▶ _TEXT EXCERPT_
-- START --

# Mounting wiper motors



## Seamus (Jul 29, 2006)

I'm looking for any last-minute quick and dirty ways to mount a wiper motor for use in a stirring cauldron. I'm having trouble keeping the motor centered (it keeps falling over)


----------



## DarkShadows (Feb 6, 2006)

You can get these at Lowes/Home Depot/Menards. I think there like $1.29 Bring the Motor with you if you could so you get the size that fits snug.


----------



## mrklaw (Nov 11, 2005)

Check out this little how-to on how to mount wiper motors.
http://www.my-mania.com/halloween/wipermotor.html


----------



## Seamus (Jul 29, 2006)

Thank you both! This was one of those last minute projects that started slipping away from me (quite literally in this instance!)


----------



## dionicia (Aug 4, 2007)

mrklaw said:


> Check out this little how-to on how to mount wiper motors.
> http://www.my-mania.com/halloween/wipermotor.html


Thank you for posting this.

I wanted to make two of these and I was trying to figure out how to do this.


----------



## Grimsby (Sep 11, 2007)

I use a 4x4 post cap that you can find at Lowe's or Home Depot. I then drill out the mounting holes, and used metric screws to mount the motor. I learned this from Scary Terry - he used one on his 'kicking legs' prop:
http://www.scary-terry.com/kicklegs/kicklegs.htm


----------



## uncle (Sep 26, 2007)

-- END --

▶ _WHAT IS ASKED_
Reproduce word for word the passage of the wiper motor mounting thread above that opens with the words "## DarkShadows (Feb" and closes with "(Nov 11, 2005)".

▶ _SUPPLIED INFORMATION_
-- START --

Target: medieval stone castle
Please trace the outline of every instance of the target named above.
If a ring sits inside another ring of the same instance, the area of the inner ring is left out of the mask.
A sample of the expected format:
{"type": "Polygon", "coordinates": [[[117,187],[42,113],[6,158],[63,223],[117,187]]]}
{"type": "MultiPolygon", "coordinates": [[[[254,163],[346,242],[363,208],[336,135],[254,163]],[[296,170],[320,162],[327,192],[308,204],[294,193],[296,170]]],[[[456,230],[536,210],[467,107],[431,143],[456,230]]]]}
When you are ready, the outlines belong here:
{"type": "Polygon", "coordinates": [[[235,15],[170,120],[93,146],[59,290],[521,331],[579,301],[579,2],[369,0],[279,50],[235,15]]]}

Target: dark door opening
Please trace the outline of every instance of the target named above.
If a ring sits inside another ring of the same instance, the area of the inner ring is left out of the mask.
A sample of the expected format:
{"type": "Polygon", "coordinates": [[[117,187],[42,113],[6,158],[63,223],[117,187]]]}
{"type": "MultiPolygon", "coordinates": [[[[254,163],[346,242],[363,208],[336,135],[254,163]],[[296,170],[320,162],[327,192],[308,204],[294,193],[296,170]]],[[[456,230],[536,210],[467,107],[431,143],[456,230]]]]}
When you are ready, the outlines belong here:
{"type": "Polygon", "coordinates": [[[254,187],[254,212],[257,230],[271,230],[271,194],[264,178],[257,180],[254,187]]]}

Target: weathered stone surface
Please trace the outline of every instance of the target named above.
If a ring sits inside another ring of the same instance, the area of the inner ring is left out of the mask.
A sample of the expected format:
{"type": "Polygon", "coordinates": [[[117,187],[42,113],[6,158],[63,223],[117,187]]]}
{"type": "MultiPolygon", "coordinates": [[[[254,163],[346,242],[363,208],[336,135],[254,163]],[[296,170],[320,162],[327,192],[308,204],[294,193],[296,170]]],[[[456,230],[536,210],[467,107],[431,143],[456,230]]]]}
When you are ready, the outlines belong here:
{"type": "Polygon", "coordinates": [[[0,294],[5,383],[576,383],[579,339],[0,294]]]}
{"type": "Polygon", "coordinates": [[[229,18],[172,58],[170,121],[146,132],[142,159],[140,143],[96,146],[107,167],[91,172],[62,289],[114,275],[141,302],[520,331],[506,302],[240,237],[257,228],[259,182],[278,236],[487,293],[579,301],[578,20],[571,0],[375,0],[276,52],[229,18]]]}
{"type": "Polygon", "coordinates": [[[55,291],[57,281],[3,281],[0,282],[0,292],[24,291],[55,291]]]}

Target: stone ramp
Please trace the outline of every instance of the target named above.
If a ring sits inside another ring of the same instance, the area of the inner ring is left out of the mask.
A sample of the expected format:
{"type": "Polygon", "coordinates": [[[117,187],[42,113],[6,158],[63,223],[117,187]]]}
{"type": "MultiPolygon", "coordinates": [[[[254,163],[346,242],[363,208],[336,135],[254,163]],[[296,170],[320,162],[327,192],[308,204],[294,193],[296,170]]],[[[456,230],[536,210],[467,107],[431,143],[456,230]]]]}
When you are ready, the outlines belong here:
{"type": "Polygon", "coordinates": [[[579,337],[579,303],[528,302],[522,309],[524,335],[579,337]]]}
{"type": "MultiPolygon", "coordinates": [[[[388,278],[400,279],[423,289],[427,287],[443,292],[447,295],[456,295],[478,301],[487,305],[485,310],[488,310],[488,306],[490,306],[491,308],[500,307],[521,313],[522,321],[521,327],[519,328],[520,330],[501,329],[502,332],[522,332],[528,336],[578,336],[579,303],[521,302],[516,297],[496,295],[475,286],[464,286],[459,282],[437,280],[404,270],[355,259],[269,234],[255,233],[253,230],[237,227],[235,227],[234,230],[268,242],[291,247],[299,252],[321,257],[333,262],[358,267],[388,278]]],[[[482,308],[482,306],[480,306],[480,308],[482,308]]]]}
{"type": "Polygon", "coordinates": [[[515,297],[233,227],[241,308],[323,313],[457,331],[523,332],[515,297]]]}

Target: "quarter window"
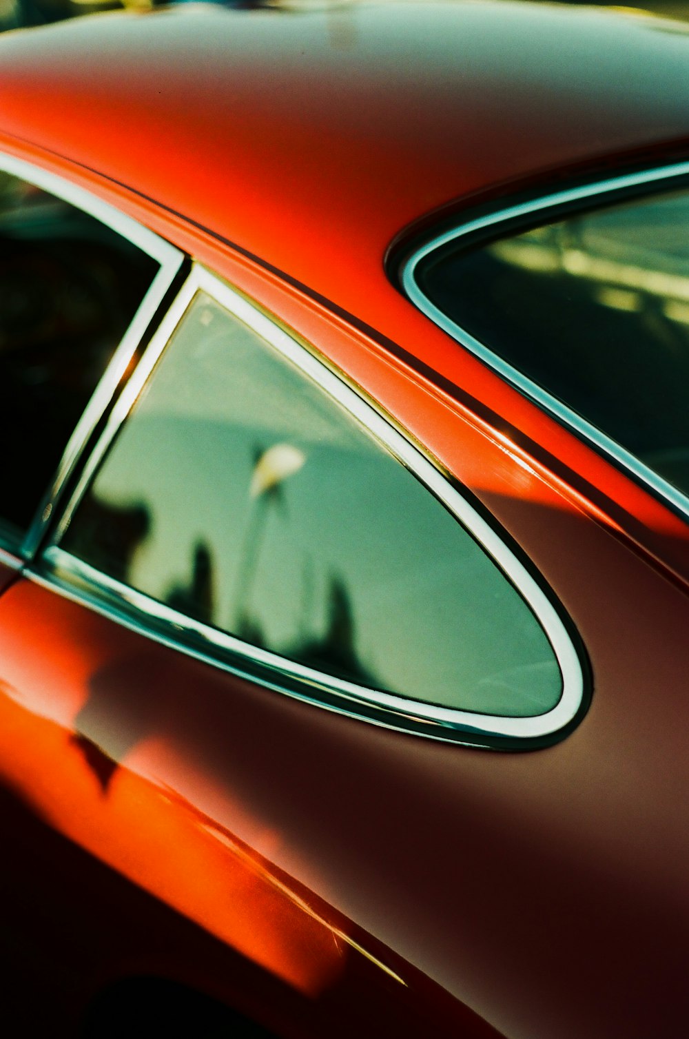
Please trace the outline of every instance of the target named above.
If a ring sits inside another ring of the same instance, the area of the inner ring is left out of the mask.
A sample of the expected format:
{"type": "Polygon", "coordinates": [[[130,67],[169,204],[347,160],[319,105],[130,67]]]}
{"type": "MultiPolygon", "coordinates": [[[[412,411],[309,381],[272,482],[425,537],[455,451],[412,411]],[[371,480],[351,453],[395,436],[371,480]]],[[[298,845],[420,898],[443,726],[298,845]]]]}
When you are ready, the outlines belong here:
{"type": "Polygon", "coordinates": [[[0,541],[21,544],[159,263],[0,170],[0,541]]]}
{"type": "Polygon", "coordinates": [[[510,718],[561,696],[540,623],[456,516],[203,291],[60,549],[336,682],[510,718]]]}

-- END --

▶ _ANSWER_
## DarkShadows (Feb 6, 2006)

You can get these at Lowes/Home Depot/Menards. I think there like $1.29 Bring the Motor with you if you could so you get the size that fits snug.


----------



## mrklaw (Nov 11, 2005)